Entries taken from a collection:
= Beginning of Section =

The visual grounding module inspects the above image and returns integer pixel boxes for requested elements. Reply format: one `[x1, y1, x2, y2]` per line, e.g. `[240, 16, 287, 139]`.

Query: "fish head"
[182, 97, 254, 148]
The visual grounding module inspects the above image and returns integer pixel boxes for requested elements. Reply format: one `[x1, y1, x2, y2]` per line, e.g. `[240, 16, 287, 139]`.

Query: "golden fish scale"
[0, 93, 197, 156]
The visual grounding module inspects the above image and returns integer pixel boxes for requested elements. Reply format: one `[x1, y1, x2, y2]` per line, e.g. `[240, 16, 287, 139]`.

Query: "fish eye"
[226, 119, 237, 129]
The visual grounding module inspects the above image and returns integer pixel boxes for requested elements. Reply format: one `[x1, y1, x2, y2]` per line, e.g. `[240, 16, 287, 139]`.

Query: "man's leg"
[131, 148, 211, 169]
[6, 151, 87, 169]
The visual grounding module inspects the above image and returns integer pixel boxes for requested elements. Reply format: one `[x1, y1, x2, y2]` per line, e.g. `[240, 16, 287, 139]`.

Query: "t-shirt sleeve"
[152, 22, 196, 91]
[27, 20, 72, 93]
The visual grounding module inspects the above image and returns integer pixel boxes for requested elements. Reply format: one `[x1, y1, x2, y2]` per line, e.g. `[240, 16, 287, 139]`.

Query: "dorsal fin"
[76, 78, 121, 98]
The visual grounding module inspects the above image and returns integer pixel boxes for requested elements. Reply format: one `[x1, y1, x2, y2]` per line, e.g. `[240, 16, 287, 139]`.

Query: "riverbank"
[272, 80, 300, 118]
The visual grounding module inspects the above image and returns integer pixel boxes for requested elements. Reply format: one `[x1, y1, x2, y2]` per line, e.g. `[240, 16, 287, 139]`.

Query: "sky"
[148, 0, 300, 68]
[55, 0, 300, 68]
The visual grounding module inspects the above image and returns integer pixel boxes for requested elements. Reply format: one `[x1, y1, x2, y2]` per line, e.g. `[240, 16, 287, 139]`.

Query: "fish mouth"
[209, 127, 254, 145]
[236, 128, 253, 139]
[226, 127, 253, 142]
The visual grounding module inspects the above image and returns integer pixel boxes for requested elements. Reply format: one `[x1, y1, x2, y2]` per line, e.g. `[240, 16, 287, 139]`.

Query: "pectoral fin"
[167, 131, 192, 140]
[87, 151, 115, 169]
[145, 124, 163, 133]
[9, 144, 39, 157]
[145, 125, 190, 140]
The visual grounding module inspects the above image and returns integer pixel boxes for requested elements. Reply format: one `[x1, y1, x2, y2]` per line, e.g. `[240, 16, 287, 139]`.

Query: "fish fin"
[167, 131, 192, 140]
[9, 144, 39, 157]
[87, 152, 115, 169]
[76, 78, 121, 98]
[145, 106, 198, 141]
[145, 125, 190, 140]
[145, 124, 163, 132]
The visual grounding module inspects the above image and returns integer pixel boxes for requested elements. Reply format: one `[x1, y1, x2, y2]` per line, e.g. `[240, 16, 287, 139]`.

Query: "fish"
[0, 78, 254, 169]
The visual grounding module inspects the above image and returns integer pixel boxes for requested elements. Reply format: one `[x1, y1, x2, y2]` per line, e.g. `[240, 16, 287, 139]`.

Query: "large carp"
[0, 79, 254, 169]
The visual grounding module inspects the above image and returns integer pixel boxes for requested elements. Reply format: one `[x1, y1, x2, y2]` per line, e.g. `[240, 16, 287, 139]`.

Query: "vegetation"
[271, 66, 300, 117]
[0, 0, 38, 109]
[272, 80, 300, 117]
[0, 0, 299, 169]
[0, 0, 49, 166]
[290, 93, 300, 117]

= End of Section =

— Prompt —
An exact copy of every record above is needed. Write it out word for word.

— Output of the task —
The visual grounding module inspects the above image and returns integer pixel boxes for requested elements. Reply format: one `[x1, y1, x2, y2]` per line, e.g. `[240, 16, 287, 139]`.

Query: "fish head"
[182, 97, 254, 148]
The visual grounding module inspects the above image and returns integer pixel boxes for requested elements. Reply format: one `[x1, y1, x2, y2]` per line, e.g. `[240, 16, 287, 139]`.

Query: "golden fish scale"
[0, 93, 197, 156]
The visual grounding module inspects the above image and returns integer pixel boxes for requested elements. Reply format: one `[x1, y1, x2, y2]` per line, e.g. `[240, 16, 287, 139]`.

Query: "fish eye"
[226, 119, 237, 129]
The visual grounding module inspects the above image and returns integer pixel boxes for requested elements. Reply format: one `[x1, y1, x2, y2]` per line, e.g. `[240, 16, 287, 139]`.

Query: "man's leg"
[131, 148, 211, 169]
[6, 151, 87, 169]
The visual grounding module inspects the above image and returns integer pixel boxes for requested elements. Reply format: one `[x1, y1, x2, y2]` per line, e.g. `[240, 16, 287, 139]`.

Query: "t-shirt sleeve"
[152, 22, 196, 91]
[27, 20, 72, 93]
The visual grounding module inspects the above image and returns integer pixel boxes for requested elements. Reply format: one `[x1, y1, x2, y2]` per line, e.g. `[240, 16, 287, 139]`.

Query: "dorsal fin"
[76, 78, 121, 98]
The visual grounding module inspects the above image and returns integer pixel boxes for requested elements. Reply format: one `[x1, y1, x2, y2]` per line, e.g. `[240, 16, 287, 139]`.

Query: "riverbank"
[272, 80, 300, 118]
The visual grounding module inspects the above image and returns integer pixel boxes for requested elements. Reply format: one `[x1, y1, x2, y2]` per line, e.g. `[240, 16, 287, 139]`.

Query: "sky"
[148, 0, 300, 68]
[55, 0, 300, 68]
The visual grounding module inspects the above image and returns integer pixel boxes for requested elements. Reply format: one `[x1, y1, x2, y2]` per line, e.g. `[240, 16, 287, 139]`.

Query: "fish mouth"
[209, 127, 254, 145]
[236, 128, 253, 139]
[226, 127, 253, 142]
The visual grounding module inspects the above image and returns integer pixel boxes for requested elements. Reply format: one `[x1, y1, x2, y2]` per line, e.g. `[240, 16, 287, 139]`.

Query: "pectoral fin"
[167, 131, 192, 140]
[87, 151, 115, 169]
[145, 124, 163, 133]
[9, 144, 39, 157]
[145, 125, 190, 140]
The visual grounding module inspects the above image and returns integer pixel boxes for requested elements. Reply format: one `[x1, y1, x2, y2]` per line, e.g. `[240, 16, 287, 139]`.

Query: "fish fin"
[167, 131, 192, 140]
[9, 144, 39, 157]
[87, 152, 115, 169]
[76, 78, 121, 98]
[145, 106, 198, 141]
[145, 125, 190, 140]
[145, 124, 163, 132]
The visual grounding module inspects the above image and returns integer pixel boxes for requested elements. Reply format: one `[x1, y1, x2, y2]` per line, e.g. `[240, 16, 287, 139]`.

Query: "fish"
[0, 78, 254, 169]
The visual grounding module inspects the above image and returns integer pixel boxes for requested elements. Reply format: one `[x1, y1, x2, y2]` per line, e.g. `[240, 16, 287, 139]`.

Query: "large carp"
[0, 79, 254, 169]
The visual grounding module inspects the above image and returns integer pixel boxes for requested elements. Reply format: one `[x1, y1, x2, y2]` per line, e.g. `[240, 16, 287, 139]`.

Query: "vegetation"
[271, 66, 300, 117]
[0, 0, 38, 109]
[272, 80, 300, 117]
[0, 0, 299, 169]
[0, 0, 49, 166]
[290, 93, 300, 117]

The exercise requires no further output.